Pick out each row below that contains the string "hand" and copy those rows in full.

Items from a data source:
- - -

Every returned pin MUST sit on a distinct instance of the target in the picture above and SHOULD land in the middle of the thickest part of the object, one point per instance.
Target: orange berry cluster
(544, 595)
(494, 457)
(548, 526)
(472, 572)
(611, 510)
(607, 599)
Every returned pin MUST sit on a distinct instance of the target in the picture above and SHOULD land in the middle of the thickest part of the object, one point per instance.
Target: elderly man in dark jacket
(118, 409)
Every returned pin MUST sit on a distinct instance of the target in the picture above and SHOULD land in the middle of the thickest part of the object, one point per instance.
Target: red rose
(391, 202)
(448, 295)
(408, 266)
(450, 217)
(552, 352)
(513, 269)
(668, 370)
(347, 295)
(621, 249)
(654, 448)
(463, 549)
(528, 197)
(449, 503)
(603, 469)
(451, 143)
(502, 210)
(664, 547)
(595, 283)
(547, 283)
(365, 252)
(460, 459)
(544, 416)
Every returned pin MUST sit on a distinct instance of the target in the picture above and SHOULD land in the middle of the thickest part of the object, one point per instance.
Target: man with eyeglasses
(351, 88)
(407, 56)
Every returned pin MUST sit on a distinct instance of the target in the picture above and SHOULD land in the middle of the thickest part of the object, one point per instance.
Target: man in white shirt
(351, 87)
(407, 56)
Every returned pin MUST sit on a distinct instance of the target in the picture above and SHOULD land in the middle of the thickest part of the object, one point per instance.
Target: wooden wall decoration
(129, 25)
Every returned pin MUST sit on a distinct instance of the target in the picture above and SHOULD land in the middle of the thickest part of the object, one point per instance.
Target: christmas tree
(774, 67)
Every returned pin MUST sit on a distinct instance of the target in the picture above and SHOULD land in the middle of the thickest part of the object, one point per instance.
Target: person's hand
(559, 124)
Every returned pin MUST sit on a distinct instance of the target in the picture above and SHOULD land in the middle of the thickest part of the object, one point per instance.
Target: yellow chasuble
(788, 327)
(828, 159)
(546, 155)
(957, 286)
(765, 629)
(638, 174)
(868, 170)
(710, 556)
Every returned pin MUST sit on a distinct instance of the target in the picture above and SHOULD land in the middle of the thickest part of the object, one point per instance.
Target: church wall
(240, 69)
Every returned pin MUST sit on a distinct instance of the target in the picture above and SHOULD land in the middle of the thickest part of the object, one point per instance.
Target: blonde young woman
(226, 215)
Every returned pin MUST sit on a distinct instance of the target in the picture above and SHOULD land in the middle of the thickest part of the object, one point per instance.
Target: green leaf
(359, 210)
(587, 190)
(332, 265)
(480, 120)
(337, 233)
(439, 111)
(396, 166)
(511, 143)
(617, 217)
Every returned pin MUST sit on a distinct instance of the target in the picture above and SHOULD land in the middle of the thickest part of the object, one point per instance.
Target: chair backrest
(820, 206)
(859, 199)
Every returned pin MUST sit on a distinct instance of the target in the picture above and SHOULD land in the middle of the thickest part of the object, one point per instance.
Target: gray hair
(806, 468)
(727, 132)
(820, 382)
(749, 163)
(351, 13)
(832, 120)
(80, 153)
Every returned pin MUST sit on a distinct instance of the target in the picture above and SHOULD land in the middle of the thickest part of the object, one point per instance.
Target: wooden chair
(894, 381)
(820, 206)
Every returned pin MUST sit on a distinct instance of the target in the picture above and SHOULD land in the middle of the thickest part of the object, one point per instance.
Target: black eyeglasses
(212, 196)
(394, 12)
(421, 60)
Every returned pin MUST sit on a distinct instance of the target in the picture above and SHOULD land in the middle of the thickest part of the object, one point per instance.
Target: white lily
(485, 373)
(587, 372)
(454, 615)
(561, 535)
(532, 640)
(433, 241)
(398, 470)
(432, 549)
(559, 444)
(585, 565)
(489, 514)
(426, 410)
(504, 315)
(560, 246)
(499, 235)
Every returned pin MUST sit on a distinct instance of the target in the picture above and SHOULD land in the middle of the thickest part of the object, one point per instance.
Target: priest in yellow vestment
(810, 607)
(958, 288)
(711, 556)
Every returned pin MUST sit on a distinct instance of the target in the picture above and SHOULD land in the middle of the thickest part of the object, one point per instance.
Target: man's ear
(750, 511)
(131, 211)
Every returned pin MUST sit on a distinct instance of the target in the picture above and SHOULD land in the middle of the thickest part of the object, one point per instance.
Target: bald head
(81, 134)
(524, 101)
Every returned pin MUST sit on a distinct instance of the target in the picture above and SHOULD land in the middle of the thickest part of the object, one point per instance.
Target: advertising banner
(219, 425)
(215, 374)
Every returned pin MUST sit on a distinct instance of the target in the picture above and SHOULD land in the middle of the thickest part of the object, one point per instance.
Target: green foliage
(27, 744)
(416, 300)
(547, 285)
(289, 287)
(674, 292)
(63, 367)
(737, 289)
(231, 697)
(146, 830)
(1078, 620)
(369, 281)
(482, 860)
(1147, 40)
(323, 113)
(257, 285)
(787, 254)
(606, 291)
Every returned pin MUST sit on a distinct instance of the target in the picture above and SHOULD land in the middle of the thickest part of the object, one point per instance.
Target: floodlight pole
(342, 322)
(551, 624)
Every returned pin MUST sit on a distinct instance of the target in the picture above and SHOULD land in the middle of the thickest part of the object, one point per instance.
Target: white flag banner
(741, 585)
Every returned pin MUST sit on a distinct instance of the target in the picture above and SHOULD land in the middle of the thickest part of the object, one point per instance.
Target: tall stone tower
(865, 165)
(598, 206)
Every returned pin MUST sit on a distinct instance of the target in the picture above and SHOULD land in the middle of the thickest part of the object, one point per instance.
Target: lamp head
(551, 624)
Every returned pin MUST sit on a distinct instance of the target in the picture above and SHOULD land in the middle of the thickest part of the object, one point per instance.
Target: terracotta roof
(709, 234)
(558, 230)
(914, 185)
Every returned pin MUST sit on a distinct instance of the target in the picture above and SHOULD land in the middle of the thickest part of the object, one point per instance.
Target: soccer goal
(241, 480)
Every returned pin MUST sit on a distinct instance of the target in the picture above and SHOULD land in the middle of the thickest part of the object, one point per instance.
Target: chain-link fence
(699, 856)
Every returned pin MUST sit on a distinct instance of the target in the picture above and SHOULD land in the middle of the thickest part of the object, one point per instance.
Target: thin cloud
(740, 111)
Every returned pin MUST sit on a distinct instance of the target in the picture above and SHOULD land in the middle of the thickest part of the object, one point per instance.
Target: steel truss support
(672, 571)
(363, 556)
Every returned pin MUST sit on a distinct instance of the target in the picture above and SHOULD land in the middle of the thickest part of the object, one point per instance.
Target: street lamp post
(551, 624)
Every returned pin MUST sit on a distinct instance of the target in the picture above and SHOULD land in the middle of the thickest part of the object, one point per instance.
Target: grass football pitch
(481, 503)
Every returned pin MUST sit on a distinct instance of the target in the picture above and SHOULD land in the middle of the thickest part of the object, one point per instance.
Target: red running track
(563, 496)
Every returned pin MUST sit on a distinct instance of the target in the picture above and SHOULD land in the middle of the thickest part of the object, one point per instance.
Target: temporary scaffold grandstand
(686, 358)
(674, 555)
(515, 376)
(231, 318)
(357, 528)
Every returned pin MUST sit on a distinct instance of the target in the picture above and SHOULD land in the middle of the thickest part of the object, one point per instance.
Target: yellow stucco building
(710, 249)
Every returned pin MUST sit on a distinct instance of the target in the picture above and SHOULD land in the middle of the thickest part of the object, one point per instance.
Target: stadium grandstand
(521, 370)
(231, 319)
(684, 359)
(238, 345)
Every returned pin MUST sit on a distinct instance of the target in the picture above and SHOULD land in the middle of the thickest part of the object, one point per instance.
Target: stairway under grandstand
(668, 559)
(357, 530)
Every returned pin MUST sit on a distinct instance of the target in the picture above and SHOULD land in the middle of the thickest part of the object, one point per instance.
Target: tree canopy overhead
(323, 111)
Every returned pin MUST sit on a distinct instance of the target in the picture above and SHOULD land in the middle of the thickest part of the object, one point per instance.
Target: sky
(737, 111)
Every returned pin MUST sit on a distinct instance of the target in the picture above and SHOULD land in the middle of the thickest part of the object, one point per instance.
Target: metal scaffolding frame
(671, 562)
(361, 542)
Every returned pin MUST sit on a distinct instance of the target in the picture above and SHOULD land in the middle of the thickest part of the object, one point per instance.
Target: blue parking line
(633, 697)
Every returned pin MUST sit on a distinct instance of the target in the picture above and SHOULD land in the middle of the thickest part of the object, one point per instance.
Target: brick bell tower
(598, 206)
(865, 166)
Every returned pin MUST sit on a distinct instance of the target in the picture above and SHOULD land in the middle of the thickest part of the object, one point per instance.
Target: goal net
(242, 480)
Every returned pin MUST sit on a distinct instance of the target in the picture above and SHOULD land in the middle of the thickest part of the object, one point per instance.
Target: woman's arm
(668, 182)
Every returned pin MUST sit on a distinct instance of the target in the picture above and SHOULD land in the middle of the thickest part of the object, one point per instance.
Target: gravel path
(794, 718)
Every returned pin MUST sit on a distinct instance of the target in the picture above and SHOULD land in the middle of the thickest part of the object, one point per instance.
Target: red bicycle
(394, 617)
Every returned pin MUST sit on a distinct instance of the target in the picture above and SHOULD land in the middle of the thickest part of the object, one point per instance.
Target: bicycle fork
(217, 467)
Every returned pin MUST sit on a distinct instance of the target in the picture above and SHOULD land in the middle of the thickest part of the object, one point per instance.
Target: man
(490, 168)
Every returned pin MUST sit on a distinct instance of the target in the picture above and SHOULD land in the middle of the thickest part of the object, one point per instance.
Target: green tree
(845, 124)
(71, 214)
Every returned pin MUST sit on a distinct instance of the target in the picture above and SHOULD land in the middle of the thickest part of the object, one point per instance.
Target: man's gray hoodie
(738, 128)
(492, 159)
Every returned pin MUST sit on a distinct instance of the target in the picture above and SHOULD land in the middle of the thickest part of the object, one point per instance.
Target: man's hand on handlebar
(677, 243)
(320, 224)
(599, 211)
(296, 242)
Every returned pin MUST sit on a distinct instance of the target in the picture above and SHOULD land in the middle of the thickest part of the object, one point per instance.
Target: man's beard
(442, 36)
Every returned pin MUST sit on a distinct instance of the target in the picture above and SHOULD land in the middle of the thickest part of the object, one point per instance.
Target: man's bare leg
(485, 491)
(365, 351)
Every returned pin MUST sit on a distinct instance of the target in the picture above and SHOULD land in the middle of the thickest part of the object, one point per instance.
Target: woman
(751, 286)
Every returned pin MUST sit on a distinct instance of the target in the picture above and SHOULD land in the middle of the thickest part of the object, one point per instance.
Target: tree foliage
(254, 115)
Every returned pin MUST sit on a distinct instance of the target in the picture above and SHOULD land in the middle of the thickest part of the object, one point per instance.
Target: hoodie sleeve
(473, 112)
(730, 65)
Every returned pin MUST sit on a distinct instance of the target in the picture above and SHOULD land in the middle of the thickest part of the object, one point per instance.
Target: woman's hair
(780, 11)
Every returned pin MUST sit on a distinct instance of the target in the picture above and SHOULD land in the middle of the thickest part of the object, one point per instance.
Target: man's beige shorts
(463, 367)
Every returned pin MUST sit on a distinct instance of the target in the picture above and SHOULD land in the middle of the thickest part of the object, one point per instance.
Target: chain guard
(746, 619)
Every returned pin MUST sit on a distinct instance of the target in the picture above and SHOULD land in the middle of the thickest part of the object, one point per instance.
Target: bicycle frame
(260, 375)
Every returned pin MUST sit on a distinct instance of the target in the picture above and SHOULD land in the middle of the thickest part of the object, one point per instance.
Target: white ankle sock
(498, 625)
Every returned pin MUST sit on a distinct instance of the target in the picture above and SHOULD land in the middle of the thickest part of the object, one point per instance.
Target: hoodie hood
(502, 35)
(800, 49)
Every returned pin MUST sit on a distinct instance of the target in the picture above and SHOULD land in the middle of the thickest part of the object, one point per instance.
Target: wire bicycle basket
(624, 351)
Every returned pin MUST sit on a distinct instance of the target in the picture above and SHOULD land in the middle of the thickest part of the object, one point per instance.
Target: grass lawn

- - -

◆ **Response to the exercise**:
Target: person's hand
Target: man's hand on handlebar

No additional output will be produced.